But, if The Times yesterday displayed lamentable editorial judgement giving space to Lilley, the Telegraph's lack of judgement is easily the match of that as it allows Paton to say: "Leaving the EU without a trade deal is nothing to be frightened of. In fact, preparing for a 'no deal' Brexit makes it much more likely we will end up leaving with the best deal possible of all".

This perhaps is the political equivalent of assuring readers that it is safe to swim in shark-infested waters with bloody hanks of meat tied to their backs. The newspaper, with its tame professor, is taking irresponsibility to new depths.

One wonders, therefore, how the paper's editorial policy sits with another piece which has road hauliers warning of the dire effects of crashing out of the EU and complaining that transport secretary Chris Grayling has "no credible plan" for dealing with the consequences.

Even the meanest of intellects, reading the Paton piece, and then the report on the road hauliers, might notice a certain lack of consistency. Yet it has not apparently occurred to the geniuses in the editorial department that the overall effect is either to confuse their readers or actively mislead them.

The crass behaviour of the print media, however, has not stopped them declaring open season on the BBC and its poor reporting of Brexit. The hypocritical Times leads the way, with the pompous Hugo Dixon writing under his headline of "Punch and Judy debates do not make BBC neutral".

This is no more than I was saying on Tuesday, so if the legacy media is picking it up that quickly after we've discussed it, it really must be a problem.

Dixon is chairman of InFacts and a founding member of the People's Vote campaign, and his particular bitch is that the BBC is not giving his obsessions the airing. Yet, during his long career as a journalist, I never once recall him complaining of the BBC's very obvious pro-EU bias in the years running up to the EU referendum.

Point-per-instance localization data
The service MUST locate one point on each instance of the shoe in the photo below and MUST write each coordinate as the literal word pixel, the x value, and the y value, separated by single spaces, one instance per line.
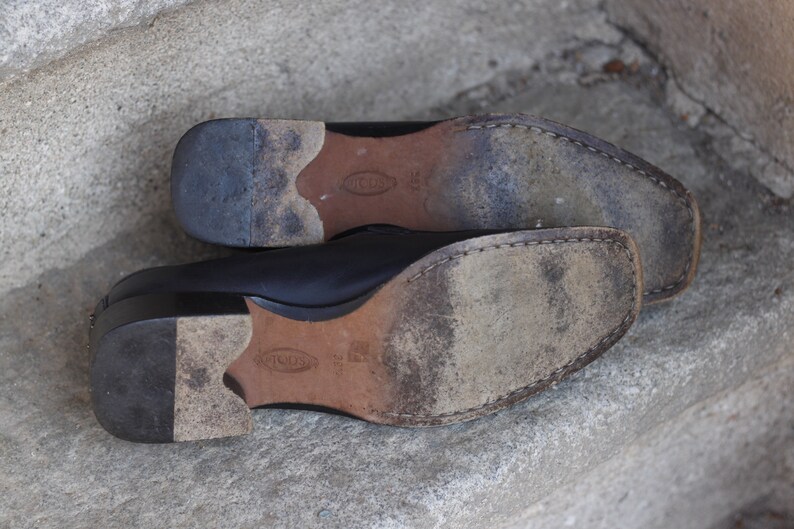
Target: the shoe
pixel 394 327
pixel 271 183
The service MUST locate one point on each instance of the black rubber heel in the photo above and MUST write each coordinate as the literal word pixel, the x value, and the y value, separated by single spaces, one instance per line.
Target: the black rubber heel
pixel 211 181
pixel 133 371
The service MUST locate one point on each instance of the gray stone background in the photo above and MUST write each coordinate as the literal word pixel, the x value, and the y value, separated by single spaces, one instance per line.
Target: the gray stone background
pixel 688 422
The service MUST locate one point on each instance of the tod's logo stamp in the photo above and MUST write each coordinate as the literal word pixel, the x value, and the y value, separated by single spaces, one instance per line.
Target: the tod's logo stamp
pixel 286 360
pixel 368 183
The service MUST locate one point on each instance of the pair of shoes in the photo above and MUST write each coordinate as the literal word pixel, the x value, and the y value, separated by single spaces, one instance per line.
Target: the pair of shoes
pixel 470 263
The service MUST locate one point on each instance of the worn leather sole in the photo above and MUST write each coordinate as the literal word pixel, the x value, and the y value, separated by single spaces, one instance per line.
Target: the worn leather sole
pixel 464 331
pixel 260 183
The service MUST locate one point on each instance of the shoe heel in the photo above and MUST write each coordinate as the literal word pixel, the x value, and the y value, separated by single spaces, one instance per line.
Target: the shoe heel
pixel 161 380
pixel 233 182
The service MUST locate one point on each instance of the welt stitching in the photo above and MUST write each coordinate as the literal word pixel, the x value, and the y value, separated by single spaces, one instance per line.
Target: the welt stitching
pixel 557 371
pixel 655 180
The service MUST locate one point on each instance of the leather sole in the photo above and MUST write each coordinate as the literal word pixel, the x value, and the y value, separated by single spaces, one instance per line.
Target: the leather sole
pixel 462 332
pixel 264 183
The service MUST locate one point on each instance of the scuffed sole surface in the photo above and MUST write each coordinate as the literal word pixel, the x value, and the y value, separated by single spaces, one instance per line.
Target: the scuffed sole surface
pixel 467 330
pixel 302 182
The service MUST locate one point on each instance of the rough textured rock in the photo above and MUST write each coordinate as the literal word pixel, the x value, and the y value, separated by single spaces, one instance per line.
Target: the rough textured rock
pixel 685 422
pixel 736 58
pixel 87 141
pixel 34 33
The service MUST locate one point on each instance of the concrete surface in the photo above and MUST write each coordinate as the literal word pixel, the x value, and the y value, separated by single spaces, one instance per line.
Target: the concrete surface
pixel 736 59
pixel 35 33
pixel 687 422
pixel 86 142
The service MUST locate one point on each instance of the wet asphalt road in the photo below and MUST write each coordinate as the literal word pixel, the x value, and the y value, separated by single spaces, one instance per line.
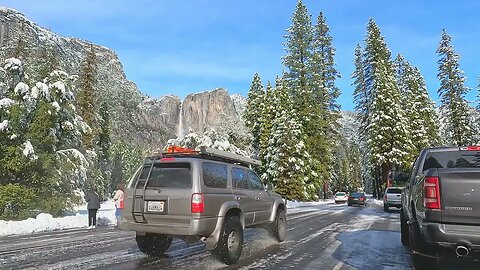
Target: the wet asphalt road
pixel 327 236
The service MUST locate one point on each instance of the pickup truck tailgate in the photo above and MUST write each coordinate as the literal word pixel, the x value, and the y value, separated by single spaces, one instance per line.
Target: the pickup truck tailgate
pixel 460 195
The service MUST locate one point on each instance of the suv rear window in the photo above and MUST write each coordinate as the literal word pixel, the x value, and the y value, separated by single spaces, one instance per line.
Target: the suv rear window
pixel 394 191
pixel 174 175
pixel 239 178
pixel 452 159
pixel 214 175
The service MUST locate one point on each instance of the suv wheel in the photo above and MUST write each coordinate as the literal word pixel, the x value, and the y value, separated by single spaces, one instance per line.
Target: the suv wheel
pixel 153 244
pixel 230 243
pixel 279 226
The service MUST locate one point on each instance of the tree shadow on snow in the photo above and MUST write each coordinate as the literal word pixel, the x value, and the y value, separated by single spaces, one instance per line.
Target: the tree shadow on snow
pixel 367 249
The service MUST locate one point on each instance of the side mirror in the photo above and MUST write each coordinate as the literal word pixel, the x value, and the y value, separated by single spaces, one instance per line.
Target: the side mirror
pixel 269 187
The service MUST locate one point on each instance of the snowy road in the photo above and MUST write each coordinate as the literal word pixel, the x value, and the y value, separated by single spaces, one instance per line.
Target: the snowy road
pixel 325 236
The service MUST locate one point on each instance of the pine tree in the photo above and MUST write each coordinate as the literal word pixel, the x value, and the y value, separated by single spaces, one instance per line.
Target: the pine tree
pixel 104 145
pixel 266 121
pixel 388 134
pixel 323 69
pixel 86 98
pixel 289 160
pixel 322 127
pixel 454 108
pixel 298 46
pixel 360 95
pixel 253 110
pixel 418 106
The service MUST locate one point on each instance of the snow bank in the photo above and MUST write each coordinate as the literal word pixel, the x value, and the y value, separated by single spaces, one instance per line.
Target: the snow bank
pixel 45 222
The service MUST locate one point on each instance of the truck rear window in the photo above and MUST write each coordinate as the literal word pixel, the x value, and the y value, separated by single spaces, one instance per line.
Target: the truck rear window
pixel 172 175
pixel 394 191
pixel 452 159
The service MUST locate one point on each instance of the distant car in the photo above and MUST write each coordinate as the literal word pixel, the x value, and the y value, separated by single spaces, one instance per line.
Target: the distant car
pixel 340 197
pixel 357 198
pixel 392 198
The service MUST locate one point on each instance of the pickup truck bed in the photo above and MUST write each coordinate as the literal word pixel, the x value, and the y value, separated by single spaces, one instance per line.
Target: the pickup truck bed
pixel 441 206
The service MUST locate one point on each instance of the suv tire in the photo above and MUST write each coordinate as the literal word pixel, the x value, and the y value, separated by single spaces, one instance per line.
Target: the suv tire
pixel 153 244
pixel 230 244
pixel 279 226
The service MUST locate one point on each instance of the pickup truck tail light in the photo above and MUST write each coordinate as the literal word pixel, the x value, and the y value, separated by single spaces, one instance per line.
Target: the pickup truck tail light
pixel 198 204
pixel 431 189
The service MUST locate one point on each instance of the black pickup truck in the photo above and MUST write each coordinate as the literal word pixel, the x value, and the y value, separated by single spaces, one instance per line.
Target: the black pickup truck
pixel 440 214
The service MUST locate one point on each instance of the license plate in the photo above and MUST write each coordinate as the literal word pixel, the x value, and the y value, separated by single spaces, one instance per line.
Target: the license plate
pixel 153 206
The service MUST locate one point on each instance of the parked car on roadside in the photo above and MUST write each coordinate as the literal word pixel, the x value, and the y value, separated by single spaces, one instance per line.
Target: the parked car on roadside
pixel 208 195
pixel 357 198
pixel 340 197
pixel 392 198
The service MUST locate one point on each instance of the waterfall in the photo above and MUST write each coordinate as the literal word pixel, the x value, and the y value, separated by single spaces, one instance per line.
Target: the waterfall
pixel 180 122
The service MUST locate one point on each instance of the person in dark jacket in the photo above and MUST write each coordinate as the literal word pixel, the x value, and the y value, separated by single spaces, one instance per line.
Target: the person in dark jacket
pixel 93 204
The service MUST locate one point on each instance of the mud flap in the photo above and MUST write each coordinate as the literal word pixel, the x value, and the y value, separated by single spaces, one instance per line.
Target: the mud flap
pixel 212 241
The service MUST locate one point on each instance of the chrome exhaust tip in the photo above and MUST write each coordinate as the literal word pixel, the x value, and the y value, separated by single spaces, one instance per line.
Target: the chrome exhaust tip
pixel 462 251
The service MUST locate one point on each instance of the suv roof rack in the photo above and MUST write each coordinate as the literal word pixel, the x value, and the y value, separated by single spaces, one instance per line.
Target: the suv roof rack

**What you are asked to do**
Return the Brexit commentary from "This perhaps is" up to and including "actively mislead them.", copied word for word. The records come from a different source than the Brexit commentary.

**Exercise result**
This perhaps is the political equivalent of assuring readers that it is safe to swim in shark-infested waters with bloody hanks of meat tied to their backs. The newspaper, with its tame professor, is taking irresponsibility to new depths.

One wonders, therefore, how the paper's editorial policy sits with another piece which has road hauliers warning of the dire effects of crashing out of the EU and complaining that transport secretary Chris Grayling has "no credible plan" for dealing with the consequences.

Even the meanest of intellects, reading the Paton piece, and then the report on the road hauliers, might notice a certain lack of consistency. Yet it has not apparently occurred to the geniuses in the editorial department that the overall effect is either to confuse their readers or actively mislead them.